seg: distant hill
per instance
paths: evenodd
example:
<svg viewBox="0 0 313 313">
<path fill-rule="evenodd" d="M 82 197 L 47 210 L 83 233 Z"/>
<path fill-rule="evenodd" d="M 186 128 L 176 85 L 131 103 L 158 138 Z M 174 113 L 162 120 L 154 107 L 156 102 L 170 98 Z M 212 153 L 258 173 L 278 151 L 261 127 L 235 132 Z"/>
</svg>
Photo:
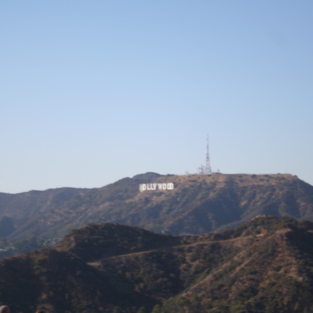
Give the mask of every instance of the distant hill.
<svg viewBox="0 0 313 313">
<path fill-rule="evenodd" d="M 146 190 L 140 192 L 143 184 Z M 200 234 L 233 228 L 262 214 L 313 221 L 313 186 L 287 174 L 148 173 L 100 188 L 2 193 L 0 238 L 61 238 L 71 229 L 106 222 Z"/>
<path fill-rule="evenodd" d="M 269 216 L 195 236 L 90 224 L 0 260 L 1 301 L 17 313 L 312 312 L 313 232 Z"/>
</svg>

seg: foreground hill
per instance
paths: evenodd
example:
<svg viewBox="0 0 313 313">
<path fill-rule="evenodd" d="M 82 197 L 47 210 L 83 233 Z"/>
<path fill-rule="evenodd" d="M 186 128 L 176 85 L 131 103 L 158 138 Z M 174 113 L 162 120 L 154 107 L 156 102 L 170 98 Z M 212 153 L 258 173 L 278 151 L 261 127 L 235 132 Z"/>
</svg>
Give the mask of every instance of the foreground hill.
<svg viewBox="0 0 313 313">
<path fill-rule="evenodd" d="M 17 313 L 311 312 L 313 231 L 273 216 L 191 237 L 89 225 L 0 260 L 1 300 Z"/>
<path fill-rule="evenodd" d="M 142 184 L 155 190 L 140 192 Z M 287 174 L 149 173 L 100 188 L 0 194 L 0 237 L 62 238 L 75 228 L 105 222 L 199 234 L 234 228 L 260 214 L 313 221 L 313 186 Z"/>
</svg>

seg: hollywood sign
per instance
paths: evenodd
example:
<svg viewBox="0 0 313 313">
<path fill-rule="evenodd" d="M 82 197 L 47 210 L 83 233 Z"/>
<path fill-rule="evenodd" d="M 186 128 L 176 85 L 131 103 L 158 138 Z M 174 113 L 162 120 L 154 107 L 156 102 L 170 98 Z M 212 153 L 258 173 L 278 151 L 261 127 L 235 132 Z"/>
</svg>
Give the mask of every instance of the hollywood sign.
<svg viewBox="0 0 313 313">
<path fill-rule="evenodd" d="M 140 184 L 139 191 L 140 192 L 145 190 L 172 190 L 174 189 L 174 184 L 172 182 L 163 182 L 156 183 L 153 182 L 148 184 Z"/>
</svg>

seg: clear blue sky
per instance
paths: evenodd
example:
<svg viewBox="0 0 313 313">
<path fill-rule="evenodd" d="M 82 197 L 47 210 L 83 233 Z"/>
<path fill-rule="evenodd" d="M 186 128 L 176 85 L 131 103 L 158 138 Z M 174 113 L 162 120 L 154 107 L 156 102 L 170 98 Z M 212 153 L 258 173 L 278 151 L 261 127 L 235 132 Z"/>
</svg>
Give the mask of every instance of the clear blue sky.
<svg viewBox="0 0 313 313">
<path fill-rule="evenodd" d="M 148 171 L 313 184 L 313 1 L 0 2 L 0 192 Z"/>
</svg>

* **BRIEF**: Copy out all of the material exactly as written, without its pictures.

* **REPLY**:
seg: distant hill
per instance
paths: evenodd
example:
<svg viewBox="0 0 313 313">
<path fill-rule="evenodd" d="M 82 197 L 47 210 L 83 233 Z"/>
<path fill-rule="evenodd" d="M 186 128 L 176 85 L 131 103 L 158 138 Z M 174 113 L 162 120 L 154 107 L 156 102 L 170 98 Z M 212 153 L 258 173 L 278 151 L 261 127 L 235 132 Z"/>
</svg>
Photo:
Give the mask of every instance of the distant hill.
<svg viewBox="0 0 313 313">
<path fill-rule="evenodd" d="M 146 190 L 140 192 L 143 184 Z M 200 234 L 233 228 L 262 214 L 313 221 L 313 186 L 287 174 L 148 173 L 100 188 L 2 193 L 0 238 L 61 238 L 71 229 L 106 222 Z"/>
<path fill-rule="evenodd" d="M 269 216 L 195 236 L 90 224 L 0 260 L 1 301 L 17 313 L 312 312 L 313 232 Z"/>
</svg>

seg: foreground hill
per instance
paths: evenodd
example:
<svg viewBox="0 0 313 313">
<path fill-rule="evenodd" d="M 82 197 L 47 210 L 83 233 Z"/>
<path fill-rule="evenodd" d="M 186 128 L 176 85 L 131 103 L 158 138 Z M 174 113 L 162 120 L 154 107 L 156 102 L 170 98 Z M 212 153 L 258 173 L 278 151 L 261 127 L 235 132 Z"/>
</svg>
Give the mask of every instance of the foreground hill.
<svg viewBox="0 0 313 313">
<path fill-rule="evenodd" d="M 17 313 L 311 312 L 313 231 L 273 216 L 191 237 L 89 225 L 0 260 L 1 300 Z"/>
<path fill-rule="evenodd" d="M 142 184 L 155 190 L 140 192 Z M 287 174 L 149 173 L 100 188 L 0 194 L 0 237 L 62 238 L 75 228 L 105 222 L 199 234 L 234 228 L 260 214 L 313 221 L 313 186 Z"/>
</svg>

seg: hollywood sign
per instance
paths: evenodd
example:
<svg viewBox="0 0 313 313">
<path fill-rule="evenodd" d="M 82 197 L 47 210 L 83 233 Z"/>
<path fill-rule="evenodd" d="M 186 128 L 176 85 L 131 103 L 158 138 Z M 174 113 L 162 120 L 154 107 L 156 102 L 170 98 Z M 212 153 L 258 173 L 278 151 L 261 127 L 235 132 Z"/>
</svg>
Give the mask of every instance of the hollywood sign.
<svg viewBox="0 0 313 313">
<path fill-rule="evenodd" d="M 140 184 L 139 191 L 140 192 L 145 190 L 172 190 L 174 189 L 174 184 L 172 182 L 163 182 L 156 183 L 153 182 L 148 184 Z"/>
</svg>

seg: clear blue sky
per instance
paths: evenodd
example:
<svg viewBox="0 0 313 313">
<path fill-rule="evenodd" d="M 82 197 L 47 210 L 83 233 Z"/>
<path fill-rule="evenodd" d="M 186 128 L 176 85 L 131 103 L 158 138 Z M 174 113 L 162 120 L 154 107 L 156 102 L 170 98 Z M 212 153 L 258 173 L 278 151 L 261 127 L 235 132 Z"/>
</svg>
Give the mask of every instance of the clear blue sky.
<svg viewBox="0 0 313 313">
<path fill-rule="evenodd" d="M 148 171 L 313 184 L 313 1 L 0 2 L 0 192 Z"/>
</svg>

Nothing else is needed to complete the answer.